** START **

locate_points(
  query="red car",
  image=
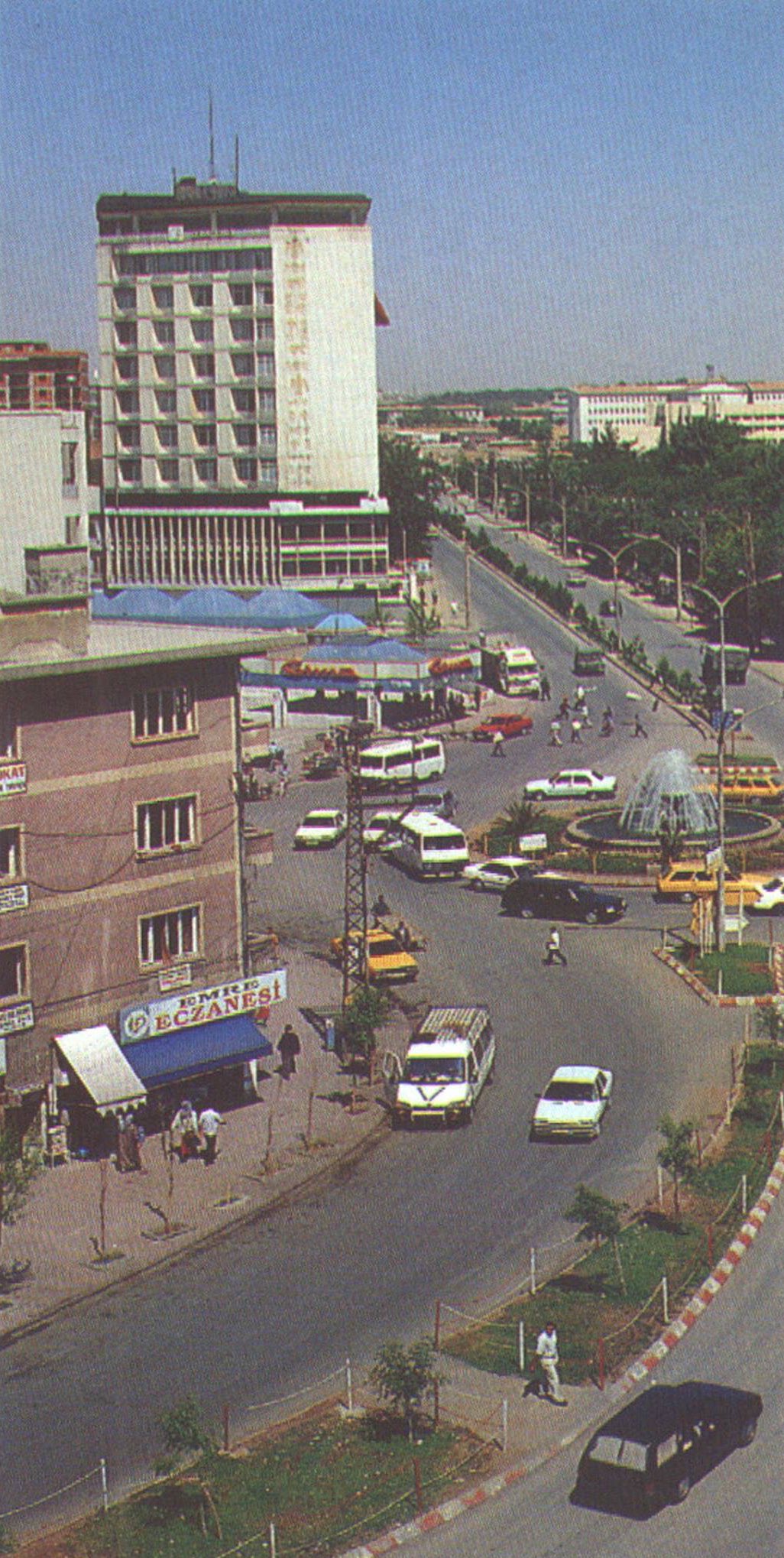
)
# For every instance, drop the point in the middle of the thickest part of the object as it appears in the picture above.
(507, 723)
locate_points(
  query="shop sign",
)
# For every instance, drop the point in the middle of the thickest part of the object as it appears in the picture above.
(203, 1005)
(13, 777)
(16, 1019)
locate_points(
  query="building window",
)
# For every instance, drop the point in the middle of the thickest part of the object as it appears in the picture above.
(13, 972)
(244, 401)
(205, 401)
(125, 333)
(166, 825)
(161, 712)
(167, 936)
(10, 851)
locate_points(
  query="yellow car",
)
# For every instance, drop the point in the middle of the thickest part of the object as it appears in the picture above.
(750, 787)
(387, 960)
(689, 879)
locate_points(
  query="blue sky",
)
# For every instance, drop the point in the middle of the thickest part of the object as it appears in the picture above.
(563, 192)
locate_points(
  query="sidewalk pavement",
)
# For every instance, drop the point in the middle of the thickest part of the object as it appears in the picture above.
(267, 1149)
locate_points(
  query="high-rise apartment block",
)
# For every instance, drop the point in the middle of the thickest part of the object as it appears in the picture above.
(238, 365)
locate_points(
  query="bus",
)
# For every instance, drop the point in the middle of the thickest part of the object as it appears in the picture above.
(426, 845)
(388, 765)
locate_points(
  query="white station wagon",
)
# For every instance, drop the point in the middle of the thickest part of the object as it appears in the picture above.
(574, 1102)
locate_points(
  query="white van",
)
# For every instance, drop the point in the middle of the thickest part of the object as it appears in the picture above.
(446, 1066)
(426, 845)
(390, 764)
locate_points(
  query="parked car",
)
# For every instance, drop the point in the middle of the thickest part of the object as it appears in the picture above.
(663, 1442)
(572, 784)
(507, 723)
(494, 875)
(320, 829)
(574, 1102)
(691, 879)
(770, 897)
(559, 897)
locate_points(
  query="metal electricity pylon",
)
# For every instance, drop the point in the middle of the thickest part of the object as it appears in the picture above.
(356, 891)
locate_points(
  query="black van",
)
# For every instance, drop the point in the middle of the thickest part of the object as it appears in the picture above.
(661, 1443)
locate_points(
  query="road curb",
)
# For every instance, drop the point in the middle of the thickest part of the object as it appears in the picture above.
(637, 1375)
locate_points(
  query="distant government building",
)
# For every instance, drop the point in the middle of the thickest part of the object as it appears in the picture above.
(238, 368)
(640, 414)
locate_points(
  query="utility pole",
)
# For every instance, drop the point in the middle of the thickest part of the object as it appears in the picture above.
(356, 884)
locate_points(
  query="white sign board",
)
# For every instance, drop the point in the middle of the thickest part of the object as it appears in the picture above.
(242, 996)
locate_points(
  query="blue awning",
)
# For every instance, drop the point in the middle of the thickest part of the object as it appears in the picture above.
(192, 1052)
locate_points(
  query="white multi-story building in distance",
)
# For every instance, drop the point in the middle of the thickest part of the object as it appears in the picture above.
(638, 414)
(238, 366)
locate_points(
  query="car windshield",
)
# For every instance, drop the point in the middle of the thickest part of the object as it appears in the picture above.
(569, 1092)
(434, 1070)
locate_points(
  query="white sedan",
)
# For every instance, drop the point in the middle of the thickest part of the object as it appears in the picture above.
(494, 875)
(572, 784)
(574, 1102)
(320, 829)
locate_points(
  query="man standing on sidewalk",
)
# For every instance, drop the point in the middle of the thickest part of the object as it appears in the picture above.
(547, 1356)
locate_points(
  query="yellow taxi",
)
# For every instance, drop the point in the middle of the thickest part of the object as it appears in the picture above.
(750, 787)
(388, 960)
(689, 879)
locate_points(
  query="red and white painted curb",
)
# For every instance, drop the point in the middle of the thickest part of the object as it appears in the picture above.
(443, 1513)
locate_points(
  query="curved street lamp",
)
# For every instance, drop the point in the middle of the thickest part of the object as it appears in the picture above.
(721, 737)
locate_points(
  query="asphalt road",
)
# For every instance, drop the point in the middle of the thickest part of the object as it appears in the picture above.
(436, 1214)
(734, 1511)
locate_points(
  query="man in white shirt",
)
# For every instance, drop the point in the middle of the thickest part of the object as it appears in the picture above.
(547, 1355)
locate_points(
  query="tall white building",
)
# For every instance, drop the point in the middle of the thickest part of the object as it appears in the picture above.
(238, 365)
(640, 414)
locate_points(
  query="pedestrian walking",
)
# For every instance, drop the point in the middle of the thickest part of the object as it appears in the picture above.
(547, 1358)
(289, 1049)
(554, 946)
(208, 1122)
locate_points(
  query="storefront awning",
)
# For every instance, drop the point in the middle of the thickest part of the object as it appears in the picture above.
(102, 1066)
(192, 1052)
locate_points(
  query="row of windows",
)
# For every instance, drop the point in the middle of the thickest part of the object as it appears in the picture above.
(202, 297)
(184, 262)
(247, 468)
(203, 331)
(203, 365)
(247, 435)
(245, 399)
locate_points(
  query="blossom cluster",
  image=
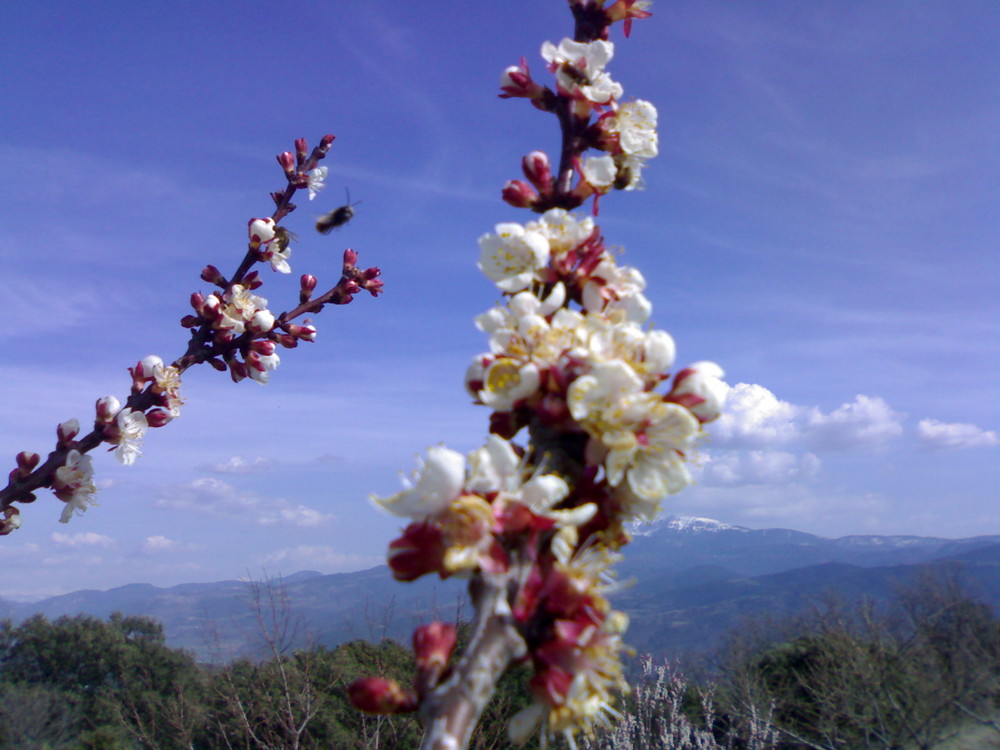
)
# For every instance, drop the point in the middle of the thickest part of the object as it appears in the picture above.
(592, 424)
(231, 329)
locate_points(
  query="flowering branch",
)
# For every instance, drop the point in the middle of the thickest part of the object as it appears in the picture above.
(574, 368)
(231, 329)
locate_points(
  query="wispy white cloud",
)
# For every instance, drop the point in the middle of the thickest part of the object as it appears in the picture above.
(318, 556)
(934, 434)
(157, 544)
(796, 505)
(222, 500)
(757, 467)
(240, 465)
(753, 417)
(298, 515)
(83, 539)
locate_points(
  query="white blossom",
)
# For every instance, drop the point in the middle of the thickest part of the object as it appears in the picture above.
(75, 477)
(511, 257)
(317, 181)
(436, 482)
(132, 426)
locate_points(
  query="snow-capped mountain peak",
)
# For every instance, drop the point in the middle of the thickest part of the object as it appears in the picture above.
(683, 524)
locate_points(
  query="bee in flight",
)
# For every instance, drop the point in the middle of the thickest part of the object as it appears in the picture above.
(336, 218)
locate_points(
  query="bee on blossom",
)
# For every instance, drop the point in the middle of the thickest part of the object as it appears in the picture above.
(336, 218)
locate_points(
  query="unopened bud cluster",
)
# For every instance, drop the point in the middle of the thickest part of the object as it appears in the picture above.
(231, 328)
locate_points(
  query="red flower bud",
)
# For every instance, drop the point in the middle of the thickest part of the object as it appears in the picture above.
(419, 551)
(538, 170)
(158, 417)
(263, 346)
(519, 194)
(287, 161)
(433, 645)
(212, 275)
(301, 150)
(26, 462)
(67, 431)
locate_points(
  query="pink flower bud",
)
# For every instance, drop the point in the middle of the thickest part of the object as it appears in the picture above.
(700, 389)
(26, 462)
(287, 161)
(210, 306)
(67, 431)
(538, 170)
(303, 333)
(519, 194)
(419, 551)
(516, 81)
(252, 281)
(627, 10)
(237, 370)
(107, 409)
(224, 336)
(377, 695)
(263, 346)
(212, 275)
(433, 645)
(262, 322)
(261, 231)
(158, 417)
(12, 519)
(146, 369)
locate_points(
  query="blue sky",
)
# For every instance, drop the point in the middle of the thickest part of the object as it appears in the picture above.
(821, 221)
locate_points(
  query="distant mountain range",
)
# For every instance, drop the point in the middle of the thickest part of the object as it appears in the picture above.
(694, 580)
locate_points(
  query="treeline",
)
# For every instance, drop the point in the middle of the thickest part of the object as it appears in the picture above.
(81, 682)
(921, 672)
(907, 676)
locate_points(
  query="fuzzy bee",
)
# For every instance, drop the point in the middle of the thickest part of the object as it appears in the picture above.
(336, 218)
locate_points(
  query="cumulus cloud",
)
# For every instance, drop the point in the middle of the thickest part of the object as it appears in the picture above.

** END **

**What you have to do:**
Exclude every picture and copy the remaining data exactly.

**Reply:**
locate_points(
  query="red car",
  image=
)
# For every instance, drop the point in the middle of the thickest part of the object as it appears in the picture above.
(507, 723)
locate_points(
  query="shop sign",
)
# For every instance, drop the point in the middle of the thickest part of the object as it appears in the picture above.
(203, 1005)
(13, 777)
(16, 1019)
locate_points(
  query="building window",
)
# For every instance, drop the point in the middle of the thickest part of the object as it appears in the picture above.
(13, 972)
(244, 401)
(205, 401)
(125, 333)
(166, 825)
(161, 712)
(167, 936)
(10, 851)
locate_points(
  query="yellow car",
)
# For every instance, drop the point in the middle of the thickest part of the object as it appears in the picture above.
(750, 787)
(387, 960)
(689, 879)
locate_points(
  query="blue sky",
)
# For every instance, drop the point in the middle of the thickest part of the object as it appears in the picture above.
(563, 192)
locate_points(
  query="sidewalk pavement",
)
# For every instance, drop the point in the middle of the thickest part of the object as it appears in the picture above.
(267, 1149)
locate_points(
  query="high-rise apartment block",
)
# For every instance, drop the point in the middle of the thickest part of the object as it appears in the picture above.
(238, 365)
locate_points(
  query="bus",
)
# For every instance, drop the point in the middle of the thickest part of the object as it appears in the picture above.
(426, 845)
(388, 765)
locate_points(
  query="white station wagon",
)
# For every instance, drop the point in the middle of the thickest part of the object as it appears in the picture above.
(574, 1102)
locate_points(
  query="white van",
)
# For every instance, drop the point in the middle of the thickest part of the object as it appears in the picture above.
(446, 1066)
(426, 845)
(390, 764)
locate_points(
  query="parked car",
)
# For every instance, drop the point in the middle of the thickest part of the object as it appears in the picture above.
(663, 1442)
(572, 784)
(507, 723)
(494, 875)
(320, 829)
(574, 1102)
(691, 879)
(770, 897)
(559, 897)
locate_points(
  query="metal electricity pylon",
)
# For every instance, drop the point in the middle of the thickest part of the object as it appears in the picture above.
(356, 891)
locate_points(
  query="black van",
)
# For every instance, drop the point in the middle of the thickest part of the object as it appears in the picture above.
(661, 1443)
locate_points(
  query="road curb",
)
# For every instance, drop the point in the middle of the thickest part of the object as it appears in the picture above.
(637, 1375)
locate_points(
  query="distant government building",
)
# For every instance, drop the point in the middle of the thickest part of the object as it appears in the picture above.
(238, 368)
(640, 414)
locate_points(
  query="utility pole",
)
# For every instance, drop the point in the middle of the thickest part of the object as it appears in the picture above.
(356, 884)
locate_points(
  query="white sign board",
)
# For every instance, drop the point in the middle of the thickest part of the object as it appears in the picture above.
(242, 996)
locate_points(
  query="blue awning",
)
# For every instance, drop the point in the middle of the thickest part of the object as it appears in the picture above.
(192, 1052)
locate_points(
  query="white multi-story building in distance",
)
# For every instance, drop the point in the middle of the thickest part of the object as it appears in the picture above.
(638, 414)
(238, 366)
locate_points(
  query="car windshield",
)
# For every instance, drop the point in the middle of the thickest part of the object as it appears in the picture above.
(569, 1092)
(434, 1070)
locate_points(
  query="white sedan",
)
# For every instance, drop the point in the middle of the thickest part of the object as it appears in the picture above.
(494, 875)
(572, 784)
(574, 1102)
(320, 829)
locate_points(
  query="man standing on sidewalk",
)
# For every instance, drop the point in the middle of the thickest part of the object as it appears in the picture above.
(547, 1356)
locate_points(
  query="yellow taxi",
)
# For every instance, drop the point in the middle of the thickest part of the object as it appears in the picture above.
(750, 787)
(388, 960)
(689, 879)
locate_points(
  query="red and white painted curb",
)
# For every instance, drop the point in the middle of the thickest part of the object as it appears in the picture above.
(443, 1513)
locate_points(
  query="curved street lamp",
)
# For every instance, drop the point in the middle of the thickest part of the object as it appears in the picture above.
(721, 737)
locate_points(
  query="asphalt road",
)
# For every instance, drop the point in the middle of the thickest part of the object as it appears in the picture above.
(436, 1214)
(734, 1511)
locate_points(
  query="man in white shirt",
)
# For every instance, drop the point in the middle of the thickest part of the object as it appears in the picture above.
(547, 1355)
locate_points(
  query="tall white building",
)
# For every instance, drop the point in the middle of the thickest part of the object as it appears in the picture above.
(238, 365)
(640, 414)
locate_points(
  query="pedestrian walking",
)
# For every instance, drop the point in the middle of the thickest part of the object as it appears in the picture above.
(547, 1358)
(289, 1049)
(554, 946)
(208, 1122)
locate_points(
  query="storefront awning",
)
# For every instance, drop the point in the middle of the thickest part of the object as it appears in the picture above.
(102, 1066)
(192, 1052)
locate_points(
  query="row of windows",
)
# For every instance, drop the point in the middle of the thickest part of the object as it appears in the picture above.
(202, 297)
(184, 262)
(247, 468)
(203, 331)
(203, 365)
(247, 435)
(245, 399)
locate_points(
  query="blossom cluster",
  image=
)
# For every instance, drop the point in the middle of the thickest part of the object as it appears in the picture above.
(592, 424)
(231, 329)
locate_points(
  query="flowering branch",
)
# For every instance, drop the point in the middle of the thickest part of the object as it appears in the picture above.
(574, 368)
(231, 329)
locate_points(
  query="wispy white cloud",
)
# For every instance, drop the point in the middle of the thickest part of the object as it appears in the picture above.
(318, 556)
(934, 434)
(157, 544)
(796, 505)
(222, 500)
(757, 467)
(240, 465)
(753, 417)
(298, 515)
(83, 539)
locate_points(
  query="white blossom",
)
# For every instance, drop the point in the middle of the thickest part of the object as it appears in the picture above.
(75, 477)
(511, 257)
(317, 181)
(436, 482)
(132, 426)
locate_points(
  query="snow-capped mountain peak",
)
# For every instance, drop the point in the middle of the thickest part of the object as it appears in the picture above.
(683, 524)
locate_points(
  query="bee in flight",
)
# For every instance, drop the point in the middle of the thickest part of the object as it appears in the picture above.
(336, 218)
locate_points(
  query="bee on blossom",
)
# For every instance, drop the point in the middle of the thickest part of the object as it appears in the picture above.
(336, 218)
locate_points(
  query="unopened bud cluster",
)
# For every instance, drop the point in the middle of the thickest part of the object as it appears in the picture above.
(231, 328)
locate_points(
  query="red flower bud",
)
# For every instance, drop the point in the middle of the thickest part of the object as it appears in the picture above.
(419, 551)
(538, 170)
(158, 417)
(263, 346)
(519, 194)
(287, 161)
(433, 645)
(212, 275)
(301, 150)
(26, 462)
(67, 431)
locate_points(
  query="pink flower bud",
)
# For every instance, drop the point in the middle of the thickest part of the object as it appears in the picture above.
(700, 389)
(26, 462)
(287, 161)
(210, 306)
(67, 431)
(538, 170)
(303, 333)
(519, 194)
(419, 551)
(516, 81)
(252, 281)
(627, 10)
(237, 370)
(107, 409)
(224, 336)
(377, 695)
(263, 346)
(212, 275)
(433, 645)
(262, 322)
(261, 231)
(158, 417)
(12, 519)
(146, 369)
locate_points(
  query="blue sky",
)
# For every instance, drop the point in the middle of the thickest part of the object as it appears in the picture above.
(821, 221)
locate_points(
  query="distant mountain range",
)
# For every instance, drop the point in the middle of the thickest part of the object as it appears in the picture above.
(694, 580)
locate_points(
  query="treeline",
)
# For every instance, drop the point in the middle of the thickest part of the object as it appears in the picture above.
(81, 682)
(921, 672)
(907, 676)
locate_points(
  query="fuzzy bee",
)
# For every instance, drop the point in the middle of the thickest part of the object as it appears in the picture above.
(336, 218)
locate_points(
  query="cumulus cloud",
)
# For every instance, drop the point in the middle of the thickest part of the object as it appears in the picture above.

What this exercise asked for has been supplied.